[Dataset rows]
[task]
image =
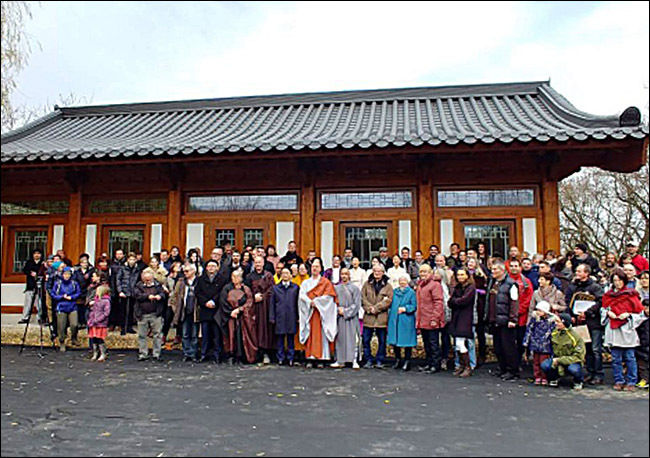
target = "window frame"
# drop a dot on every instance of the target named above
(411, 190)
(534, 188)
(243, 193)
(9, 248)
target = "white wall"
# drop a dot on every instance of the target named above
(194, 237)
(446, 235)
(156, 238)
(91, 241)
(57, 238)
(529, 226)
(327, 242)
(404, 235)
(283, 235)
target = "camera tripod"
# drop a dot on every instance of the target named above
(41, 311)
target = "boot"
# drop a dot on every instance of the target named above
(467, 371)
(102, 351)
(461, 367)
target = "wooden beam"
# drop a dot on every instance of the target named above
(307, 217)
(72, 235)
(174, 210)
(551, 215)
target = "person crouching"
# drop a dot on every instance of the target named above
(98, 312)
(149, 307)
(568, 353)
(538, 339)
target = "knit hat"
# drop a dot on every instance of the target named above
(544, 307)
(582, 247)
(566, 319)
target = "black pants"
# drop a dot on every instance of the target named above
(408, 351)
(482, 341)
(521, 333)
(505, 348)
(431, 339)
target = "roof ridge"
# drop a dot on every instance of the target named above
(349, 96)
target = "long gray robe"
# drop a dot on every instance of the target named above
(348, 337)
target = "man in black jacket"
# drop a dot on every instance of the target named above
(31, 270)
(150, 299)
(127, 277)
(208, 289)
(503, 314)
(584, 288)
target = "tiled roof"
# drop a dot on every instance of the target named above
(525, 112)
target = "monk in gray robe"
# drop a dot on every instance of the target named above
(349, 332)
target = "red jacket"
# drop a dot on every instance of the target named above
(525, 297)
(430, 313)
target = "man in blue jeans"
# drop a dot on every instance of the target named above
(568, 354)
(376, 297)
(184, 304)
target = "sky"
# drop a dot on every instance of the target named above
(594, 53)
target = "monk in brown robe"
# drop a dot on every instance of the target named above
(317, 306)
(261, 283)
(236, 317)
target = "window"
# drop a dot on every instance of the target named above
(41, 207)
(249, 202)
(224, 236)
(24, 243)
(487, 198)
(158, 205)
(366, 241)
(496, 237)
(353, 200)
(253, 237)
(125, 239)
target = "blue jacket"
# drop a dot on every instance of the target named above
(538, 335)
(401, 328)
(284, 308)
(62, 288)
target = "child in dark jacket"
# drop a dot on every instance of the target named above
(538, 339)
(100, 309)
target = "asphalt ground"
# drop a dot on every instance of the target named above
(66, 405)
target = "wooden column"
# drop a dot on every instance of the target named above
(307, 218)
(174, 209)
(551, 215)
(425, 207)
(73, 235)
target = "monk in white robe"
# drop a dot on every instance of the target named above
(317, 306)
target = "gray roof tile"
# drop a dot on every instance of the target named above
(451, 115)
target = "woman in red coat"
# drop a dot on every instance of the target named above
(430, 317)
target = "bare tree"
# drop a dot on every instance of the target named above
(16, 49)
(605, 209)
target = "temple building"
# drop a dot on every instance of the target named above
(389, 167)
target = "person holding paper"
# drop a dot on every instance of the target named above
(584, 287)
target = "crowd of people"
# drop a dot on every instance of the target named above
(559, 314)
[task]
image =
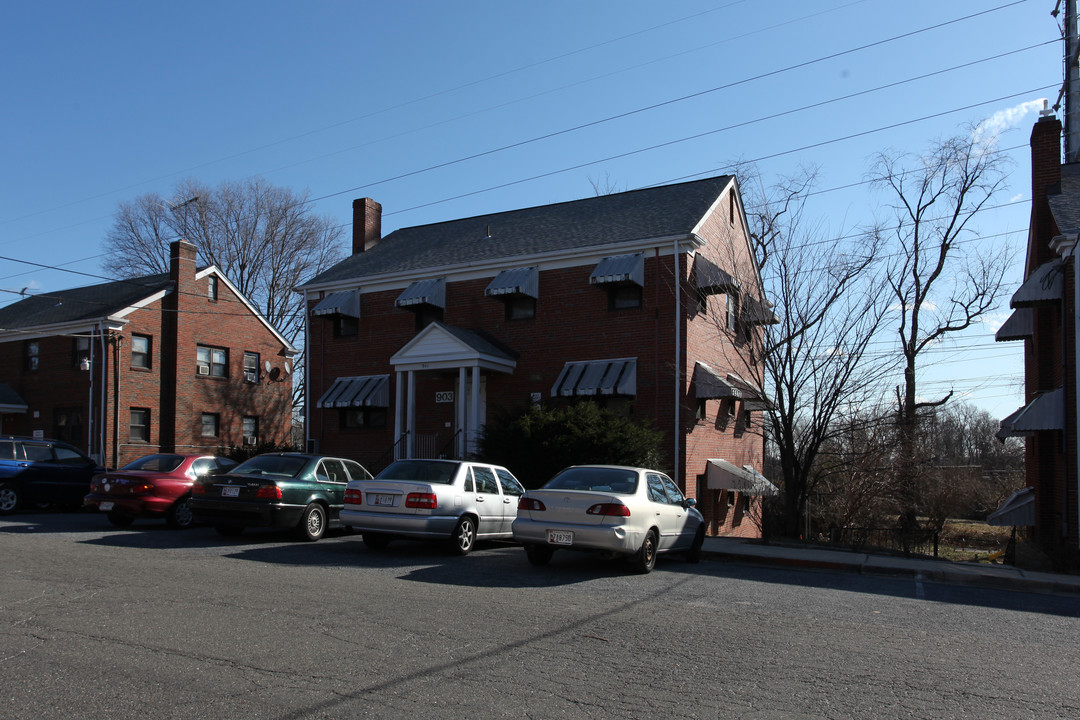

• **Problem to work on**
List each line in the items above that contains the string "gray". Case counts.

• **Expected answer**
target = "long gray robe"
target = "monk in gray robe"
target = "gray roof tile"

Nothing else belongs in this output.